▶ [Source excerpt]:
• • • • • • •

Search code examples
haskellrecursionmonads

I want to read a file, remove duplicate lines and write (unique lines) into another file


I am new to haskell and I'm trying to work out this problem. Given 2 files, an input file and output file, I want to read from the input file, remove duplicate lines then write (unique lines) into the output file. I managed to read the file and remove duplicates now I'm having trouble writing to file.

this is my thought process so far:

onlyUnique :: FilePath -> FilePath -> IO ()
onlyUnique inputFile outputFile = do
-- read input file 
-- remove duplicated lines in file 
-- writes remaining lines into outputFile 
  contents <- readFile inputFile
  let noDups = nub (words contents)
  fileNoDups <- foldr (\x acc -> (writeFile acc x)) outputFile noDups

the issue for this solution is the writeFile is the wrong type but I dont know how to go through the list of strings to write to file without using foldr. Recursive? but how do I do that in this case.

OR

onlyUnique :: FilePath -> FilePath -> IO ()
onlyUnique inputFile outputFile = do
-- read input file 
-- remove duplicated lines in file 
-- writes remaining lines into outputFile 
  contents <- readFile inputFile
  let noDups = nub (words contents)
  when (length noDups > 0) $ 
     writeFile outputFile (noDups)

Maybe I could create a helper function? But how would that look, I'm just confused.


Solution

  • You said in your question you wanted to remove duplicate lines, but in your program, it looks like you're trying to remove duplicate words.

    Otherwise, you're on the right track. Assuming it's lines you're interested in, then you can use the pair of functions lines (which breaks a String into a list of lines) and unlines (which glues a list of lines back together into a single string) to do what you want.

    onlyUnique :: FilePath -> FilePath -> IO ()
    onlyUnique inputFile outputFile = do
      -- read input file 
      contents <- readFile inputFile
      -- remove duplicated lines in file
      let noDups = nub (lines contents)
      -- put lines back together
      let output = unlines noDups
      -- write the result to output file
      writeFile outputFile output

• • • • • • •

▶ [Listed records]:
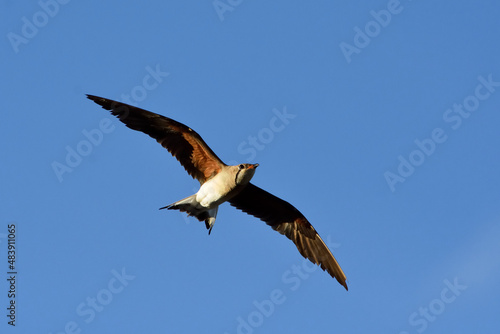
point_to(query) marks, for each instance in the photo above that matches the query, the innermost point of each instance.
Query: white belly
(215, 191)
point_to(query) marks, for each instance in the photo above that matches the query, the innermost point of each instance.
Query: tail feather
(191, 206)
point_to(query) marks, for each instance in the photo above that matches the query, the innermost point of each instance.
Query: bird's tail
(191, 206)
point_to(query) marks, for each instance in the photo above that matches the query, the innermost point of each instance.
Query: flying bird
(221, 183)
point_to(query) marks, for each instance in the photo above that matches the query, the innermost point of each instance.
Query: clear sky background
(389, 145)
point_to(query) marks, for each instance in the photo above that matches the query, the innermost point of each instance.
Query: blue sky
(377, 120)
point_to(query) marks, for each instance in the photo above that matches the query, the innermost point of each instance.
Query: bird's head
(244, 173)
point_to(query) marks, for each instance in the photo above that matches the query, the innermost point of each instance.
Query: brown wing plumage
(286, 219)
(181, 141)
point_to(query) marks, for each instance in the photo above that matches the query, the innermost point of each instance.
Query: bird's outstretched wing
(286, 219)
(181, 141)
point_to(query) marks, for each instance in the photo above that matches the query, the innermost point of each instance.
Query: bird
(221, 183)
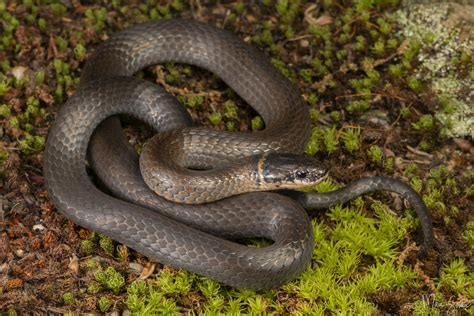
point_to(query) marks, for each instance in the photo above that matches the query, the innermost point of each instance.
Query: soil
(40, 251)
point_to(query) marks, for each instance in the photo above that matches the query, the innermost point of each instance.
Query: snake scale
(199, 237)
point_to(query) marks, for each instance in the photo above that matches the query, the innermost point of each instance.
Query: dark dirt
(38, 246)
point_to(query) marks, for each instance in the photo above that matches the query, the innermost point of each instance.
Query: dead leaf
(74, 264)
(324, 20)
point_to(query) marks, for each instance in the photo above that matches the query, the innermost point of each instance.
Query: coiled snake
(197, 237)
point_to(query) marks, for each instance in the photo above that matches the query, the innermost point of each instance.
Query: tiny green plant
(104, 304)
(110, 279)
(351, 139)
(68, 298)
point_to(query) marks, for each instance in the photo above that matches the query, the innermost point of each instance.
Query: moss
(230, 110)
(351, 139)
(424, 124)
(110, 279)
(215, 118)
(104, 304)
(4, 110)
(79, 52)
(87, 246)
(32, 144)
(194, 101)
(93, 287)
(68, 298)
(57, 9)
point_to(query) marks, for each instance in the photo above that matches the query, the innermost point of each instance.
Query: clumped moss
(110, 279)
(104, 304)
(215, 118)
(32, 144)
(68, 298)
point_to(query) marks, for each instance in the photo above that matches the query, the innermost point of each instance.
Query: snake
(203, 232)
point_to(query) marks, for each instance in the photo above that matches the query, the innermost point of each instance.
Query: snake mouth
(290, 171)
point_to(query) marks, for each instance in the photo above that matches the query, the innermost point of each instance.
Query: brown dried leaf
(74, 264)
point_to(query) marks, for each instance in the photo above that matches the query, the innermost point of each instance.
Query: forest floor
(376, 110)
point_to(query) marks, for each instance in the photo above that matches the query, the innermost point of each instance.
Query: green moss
(79, 52)
(93, 288)
(104, 304)
(358, 106)
(375, 154)
(283, 69)
(231, 109)
(215, 118)
(351, 139)
(4, 87)
(87, 246)
(330, 140)
(306, 74)
(39, 77)
(469, 233)
(57, 9)
(5, 110)
(194, 101)
(32, 144)
(68, 298)
(457, 277)
(414, 84)
(110, 279)
(424, 124)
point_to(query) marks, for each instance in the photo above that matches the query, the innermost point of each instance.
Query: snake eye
(301, 174)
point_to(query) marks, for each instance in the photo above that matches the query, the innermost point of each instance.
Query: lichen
(441, 47)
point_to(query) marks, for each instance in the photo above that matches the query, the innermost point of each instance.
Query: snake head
(289, 171)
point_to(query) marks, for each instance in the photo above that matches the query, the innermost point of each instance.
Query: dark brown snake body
(193, 237)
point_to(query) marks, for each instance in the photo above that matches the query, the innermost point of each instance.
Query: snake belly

• • • • • • •

▶ [Requirement]: In the Haskell duplicate-lines text, repeat the passage starting with "Otherwise, you're on" and going on through "what you want.", substituting "correct path" for "right track".

▶ [Answer for the task]:
Otherwise, you're on the correct path. Assuming it's lines you're interested in, then you can use the pair of functions lines (which breaks a String into a list of lines) and unlines (which glues a list of lines back together into a single string) to do what you want.